**Problem details:**
Please count the lines in the listing below that contain the string "wooden", matching case exactly, and give only that number.

**Listing:**
>>>>
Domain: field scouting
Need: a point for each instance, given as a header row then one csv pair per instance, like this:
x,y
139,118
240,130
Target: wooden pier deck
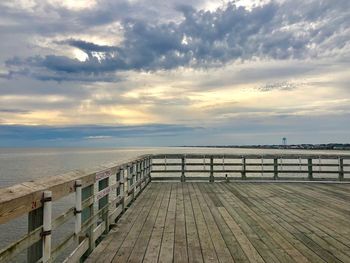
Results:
x,y
232,222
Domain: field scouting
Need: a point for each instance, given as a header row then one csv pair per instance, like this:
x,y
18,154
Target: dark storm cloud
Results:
x,y
288,30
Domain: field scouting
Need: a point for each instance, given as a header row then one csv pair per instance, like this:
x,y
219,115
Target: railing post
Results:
x,y
103,203
309,163
149,168
341,169
87,213
183,167
211,177
244,176
275,168
77,210
35,220
123,193
46,234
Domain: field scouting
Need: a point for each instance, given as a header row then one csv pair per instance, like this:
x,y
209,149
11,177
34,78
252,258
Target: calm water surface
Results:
x,y
19,165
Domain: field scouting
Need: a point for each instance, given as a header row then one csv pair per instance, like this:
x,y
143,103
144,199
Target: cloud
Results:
x,y
285,85
203,39
40,132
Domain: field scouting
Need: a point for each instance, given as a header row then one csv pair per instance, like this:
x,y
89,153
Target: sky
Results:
x,y
118,73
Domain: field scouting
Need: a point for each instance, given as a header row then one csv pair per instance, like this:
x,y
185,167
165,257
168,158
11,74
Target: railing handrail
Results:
x,y
252,156
98,198
30,193
131,177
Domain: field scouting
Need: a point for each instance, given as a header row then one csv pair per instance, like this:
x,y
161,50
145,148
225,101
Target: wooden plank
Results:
x,y
208,250
244,242
109,246
273,218
286,219
139,250
131,239
281,247
210,196
167,247
22,198
193,243
154,244
180,242
78,252
219,244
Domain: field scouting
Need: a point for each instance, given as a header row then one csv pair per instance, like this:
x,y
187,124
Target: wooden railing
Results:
x,y
100,195
213,167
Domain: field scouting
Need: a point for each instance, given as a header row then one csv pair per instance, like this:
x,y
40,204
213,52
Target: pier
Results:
x,y
189,208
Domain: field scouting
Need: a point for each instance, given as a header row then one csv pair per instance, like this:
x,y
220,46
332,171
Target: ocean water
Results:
x,y
20,165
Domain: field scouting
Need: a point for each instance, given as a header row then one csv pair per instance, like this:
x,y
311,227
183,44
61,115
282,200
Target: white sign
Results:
x,y
104,174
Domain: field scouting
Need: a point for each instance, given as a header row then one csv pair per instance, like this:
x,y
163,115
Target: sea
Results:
x,y
18,165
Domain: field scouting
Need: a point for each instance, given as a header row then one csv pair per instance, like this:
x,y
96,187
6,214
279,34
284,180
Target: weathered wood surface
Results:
x,y
25,197
232,222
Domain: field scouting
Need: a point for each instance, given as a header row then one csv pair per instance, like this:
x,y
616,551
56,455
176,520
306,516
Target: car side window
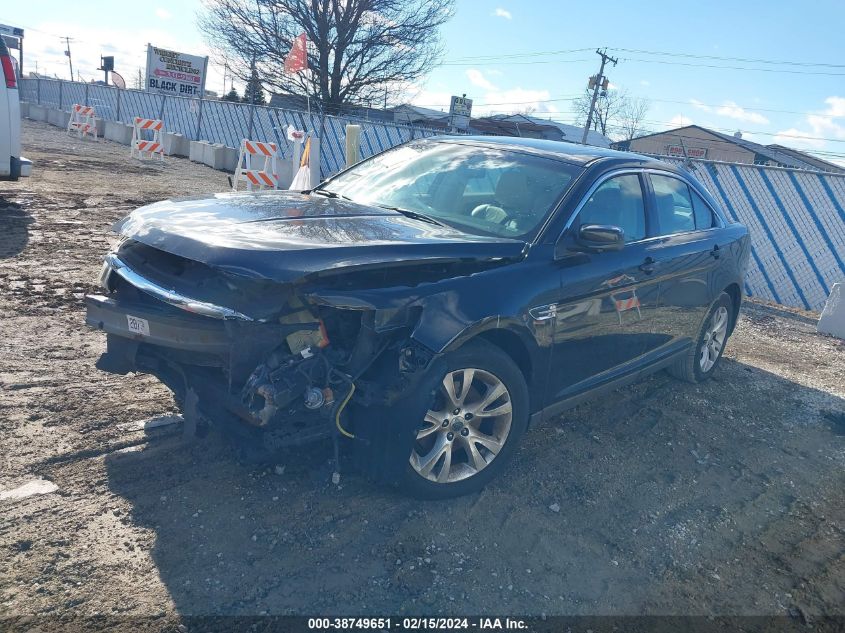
<<<<
**Response below:**
3